About this exercise: Exact repetition of every entry is required.
Segment Start: Dataset records
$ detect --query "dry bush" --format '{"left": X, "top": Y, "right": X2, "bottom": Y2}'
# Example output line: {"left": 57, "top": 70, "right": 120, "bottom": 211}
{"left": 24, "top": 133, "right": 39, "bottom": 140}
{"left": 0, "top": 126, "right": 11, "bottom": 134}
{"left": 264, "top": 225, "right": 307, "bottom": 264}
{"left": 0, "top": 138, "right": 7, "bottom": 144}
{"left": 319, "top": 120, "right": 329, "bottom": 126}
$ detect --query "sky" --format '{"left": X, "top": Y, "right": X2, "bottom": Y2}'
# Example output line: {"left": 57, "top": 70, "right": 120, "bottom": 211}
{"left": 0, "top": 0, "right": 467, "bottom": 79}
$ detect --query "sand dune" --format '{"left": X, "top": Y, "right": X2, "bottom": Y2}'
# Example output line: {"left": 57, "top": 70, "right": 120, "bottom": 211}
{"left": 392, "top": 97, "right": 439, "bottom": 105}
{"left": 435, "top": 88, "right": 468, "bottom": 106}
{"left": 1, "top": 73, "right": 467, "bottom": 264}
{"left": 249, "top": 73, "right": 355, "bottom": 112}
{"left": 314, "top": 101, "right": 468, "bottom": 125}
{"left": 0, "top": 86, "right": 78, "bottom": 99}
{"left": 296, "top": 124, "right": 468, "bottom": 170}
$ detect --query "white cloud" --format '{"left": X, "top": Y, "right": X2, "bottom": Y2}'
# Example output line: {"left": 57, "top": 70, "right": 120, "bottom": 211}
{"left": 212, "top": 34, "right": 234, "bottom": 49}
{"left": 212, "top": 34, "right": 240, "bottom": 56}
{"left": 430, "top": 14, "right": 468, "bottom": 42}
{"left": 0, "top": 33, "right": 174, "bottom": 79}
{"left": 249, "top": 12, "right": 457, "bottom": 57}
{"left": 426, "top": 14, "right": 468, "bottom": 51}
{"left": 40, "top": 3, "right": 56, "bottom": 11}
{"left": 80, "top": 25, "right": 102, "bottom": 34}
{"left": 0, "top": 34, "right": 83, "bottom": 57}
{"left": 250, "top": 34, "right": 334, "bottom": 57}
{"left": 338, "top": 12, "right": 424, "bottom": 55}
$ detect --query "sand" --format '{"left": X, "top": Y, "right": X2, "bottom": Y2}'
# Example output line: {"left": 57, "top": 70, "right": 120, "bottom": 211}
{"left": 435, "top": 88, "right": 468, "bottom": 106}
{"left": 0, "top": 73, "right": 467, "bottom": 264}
Segment End: Dataset records
Answer to this exercise:
$ detect --query "dry bush" --format '{"left": X, "top": Y, "right": X2, "bottom": Y2}'
# Example output line: {"left": 57, "top": 70, "right": 120, "bottom": 211}
{"left": 24, "top": 133, "right": 39, "bottom": 140}
{"left": 0, "top": 126, "right": 11, "bottom": 134}
{"left": 264, "top": 225, "right": 307, "bottom": 264}
{"left": 0, "top": 138, "right": 7, "bottom": 144}
{"left": 319, "top": 120, "right": 329, "bottom": 126}
$ detect --query "sky" --format '{"left": X, "top": Y, "right": X2, "bottom": Y2}'
# Example output line: {"left": 57, "top": 70, "right": 120, "bottom": 211}
{"left": 0, "top": 0, "right": 467, "bottom": 79}
$ detect --query "sand dune" --format '{"left": X, "top": Y, "right": X2, "bottom": Y2}'
# Example output line: {"left": 57, "top": 70, "right": 120, "bottom": 211}
{"left": 392, "top": 97, "right": 439, "bottom": 105}
{"left": 435, "top": 88, "right": 468, "bottom": 106}
{"left": 1, "top": 73, "right": 467, "bottom": 264}
{"left": 249, "top": 73, "right": 355, "bottom": 112}
{"left": 314, "top": 101, "right": 468, "bottom": 125}
{"left": 0, "top": 86, "right": 78, "bottom": 99}
{"left": 296, "top": 124, "right": 468, "bottom": 170}
$ detect --query "white cloud" --format '{"left": X, "top": Y, "right": X2, "bottom": Y2}'
# Example output line: {"left": 57, "top": 70, "right": 120, "bottom": 211}
{"left": 212, "top": 34, "right": 234, "bottom": 49}
{"left": 212, "top": 34, "right": 240, "bottom": 56}
{"left": 430, "top": 14, "right": 468, "bottom": 42}
{"left": 0, "top": 33, "right": 174, "bottom": 79}
{"left": 249, "top": 12, "right": 457, "bottom": 57}
{"left": 426, "top": 14, "right": 468, "bottom": 51}
{"left": 40, "top": 3, "right": 56, "bottom": 11}
{"left": 80, "top": 25, "right": 102, "bottom": 34}
{"left": 0, "top": 34, "right": 83, "bottom": 57}
{"left": 250, "top": 34, "right": 334, "bottom": 57}
{"left": 338, "top": 12, "right": 424, "bottom": 55}
$ detect --query "sand" --format '{"left": X, "top": Y, "right": X2, "bottom": Y2}'
# Example output line: {"left": 57, "top": 70, "right": 120, "bottom": 211}
{"left": 435, "top": 88, "right": 468, "bottom": 106}
{"left": 0, "top": 73, "right": 467, "bottom": 264}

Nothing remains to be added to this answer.